- REQUIRED TASK
Rewrite every line of the records below as a Markdown table with two columns, Row and Line, giving each line its row number and skipping blank lines.
___ MATERIALS PROVIDED ___
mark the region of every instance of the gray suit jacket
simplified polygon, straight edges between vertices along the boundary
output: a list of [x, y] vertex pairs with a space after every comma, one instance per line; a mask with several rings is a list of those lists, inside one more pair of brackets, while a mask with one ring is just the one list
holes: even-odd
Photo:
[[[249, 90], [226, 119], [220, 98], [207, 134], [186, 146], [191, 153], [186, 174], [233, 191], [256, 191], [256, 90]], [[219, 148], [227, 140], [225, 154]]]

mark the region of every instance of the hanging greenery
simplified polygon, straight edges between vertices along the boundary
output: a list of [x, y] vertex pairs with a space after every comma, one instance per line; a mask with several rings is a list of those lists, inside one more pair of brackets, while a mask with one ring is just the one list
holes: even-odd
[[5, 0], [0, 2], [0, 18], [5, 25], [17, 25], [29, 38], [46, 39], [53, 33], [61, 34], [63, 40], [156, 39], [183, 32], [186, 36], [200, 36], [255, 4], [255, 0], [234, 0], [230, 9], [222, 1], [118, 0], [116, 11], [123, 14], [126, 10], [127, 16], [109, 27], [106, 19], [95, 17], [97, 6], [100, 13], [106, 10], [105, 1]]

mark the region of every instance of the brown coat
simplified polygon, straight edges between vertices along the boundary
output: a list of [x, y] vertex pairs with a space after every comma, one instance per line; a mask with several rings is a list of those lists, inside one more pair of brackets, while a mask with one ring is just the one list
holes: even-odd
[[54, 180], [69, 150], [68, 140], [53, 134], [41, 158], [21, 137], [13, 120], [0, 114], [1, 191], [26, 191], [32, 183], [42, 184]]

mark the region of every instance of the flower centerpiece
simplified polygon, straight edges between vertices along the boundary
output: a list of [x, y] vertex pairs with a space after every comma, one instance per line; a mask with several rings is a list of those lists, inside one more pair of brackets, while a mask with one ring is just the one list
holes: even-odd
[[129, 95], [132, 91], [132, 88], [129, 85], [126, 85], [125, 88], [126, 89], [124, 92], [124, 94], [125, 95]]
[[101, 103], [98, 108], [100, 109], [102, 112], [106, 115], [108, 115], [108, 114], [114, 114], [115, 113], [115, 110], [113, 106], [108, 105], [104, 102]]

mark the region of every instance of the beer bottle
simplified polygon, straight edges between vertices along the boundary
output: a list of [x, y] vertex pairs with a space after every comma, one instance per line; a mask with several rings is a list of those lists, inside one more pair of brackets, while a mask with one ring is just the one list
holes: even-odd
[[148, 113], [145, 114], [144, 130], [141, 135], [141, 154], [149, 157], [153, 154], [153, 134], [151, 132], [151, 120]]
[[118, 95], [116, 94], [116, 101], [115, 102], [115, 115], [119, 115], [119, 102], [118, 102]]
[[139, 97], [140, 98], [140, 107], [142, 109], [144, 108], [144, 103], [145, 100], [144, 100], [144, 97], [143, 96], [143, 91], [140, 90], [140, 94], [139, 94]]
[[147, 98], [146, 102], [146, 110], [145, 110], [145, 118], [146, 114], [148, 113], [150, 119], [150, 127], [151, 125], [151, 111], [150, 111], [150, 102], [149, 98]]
___
- OUTPUT OF THE EXERCISE
| Row | Line |
|---|---|
| 1 | mark the region of every instance of the gray suit jacket |
| 2 | simplified polygon, straight edges between vertices along the boundary |
| 3 | output: a list of [x, y] vertex pairs with a space after every comma, one instance per line; a mask with several rings is a list of those lists, inside one more pair of brackets, while a mask with one ring is just the one list |
| 4 | holes: even-odd |
| 5 | Photo: |
| 6 | [[[249, 90], [226, 119], [220, 98], [207, 134], [186, 146], [191, 153], [186, 174], [233, 191], [256, 191], [256, 90]], [[219, 148], [227, 140], [225, 154]]] |
| 7 | mark the region of every instance of the hanging greenery |
| 8 | simplified polygon, straight edges between vertices along the boundary |
| 9 | output: a list of [x, y] vertex pairs with a space after every comma, one instance per line; a mask with several rings is a list of those lists, inside one more pair of brackets, while a mask with one ring is just the one list |
| 10 | holes: even-odd |
| 11 | [[5, 0], [0, 2], [0, 18], [5, 25], [17, 25], [29, 38], [46, 39], [53, 33], [61, 34], [63, 40], [156, 39], [183, 32], [186, 36], [200, 36], [255, 4], [255, 0], [234, 0], [230, 9], [222, 1], [118, 0], [116, 11], [123, 14], [126, 10], [127, 16], [109, 27], [106, 19], [95, 17], [97, 6], [100, 13], [106, 10], [105, 1]] |
| 12 | mark the region of every instance of the brown coat |
| 13 | simplified polygon, straight edges between vertices along the boundary |
| 14 | output: a list of [x, y] vertex pairs with a space after every comma, one instance per line; a mask with several rings is a list of those lists, inside one more pair of brackets, while a mask with one ring is just the one list |
| 15 | holes: even-odd |
| 16 | [[54, 180], [69, 150], [68, 140], [53, 134], [41, 158], [21, 137], [13, 120], [0, 114], [1, 191], [26, 191], [32, 183], [42, 184]] |
| 17 | mark the region of every instance of the flower centerpiece |
| 18 | simplified polygon, straight edges between vertices along the boundary |
| 19 | output: a list of [x, y] vertex pairs with a space after every comma, one instance per line; a mask with several rings is a list of those lists, inside one more pair of brackets, while a mask with one ring is just the one list |
| 20 | holes: even-odd |
| 21 | [[129, 95], [132, 91], [132, 88], [129, 85], [126, 85], [125, 88], [126, 89], [124, 92], [124, 94], [125, 95]] |
| 22 | [[101, 103], [98, 108], [100, 109], [102, 112], [106, 115], [108, 115], [108, 114], [114, 114], [115, 113], [115, 110], [113, 106], [108, 105], [104, 102]] |
| 23 | mark the region of every instance of the beer bottle |
| 24 | simplified polygon, straight edges between vertices along the boundary |
| 25 | output: a list of [x, y] vertex pairs with a space after every comma, one instance per line; a mask with several rings is a list of those lists, inside one more pair of brackets, while a mask with one ring is just the one list |
| 26 | holes: even-odd |
| 27 | [[148, 113], [145, 114], [144, 130], [141, 135], [141, 154], [149, 157], [153, 154], [153, 134], [151, 132], [151, 120]] |
| 28 | [[118, 95], [116, 94], [116, 101], [115, 102], [115, 115], [119, 115], [119, 102], [118, 102]] |
| 29 | [[139, 97], [140, 98], [140, 107], [142, 109], [144, 108], [144, 103], [145, 100], [144, 100], [144, 97], [143, 96], [143, 91], [140, 90], [140, 94], [139, 94]] |
| 30 | [[147, 98], [146, 102], [146, 110], [145, 110], [145, 118], [146, 114], [148, 113], [150, 119], [150, 127], [151, 125], [151, 111], [150, 111], [150, 102], [149, 98]] |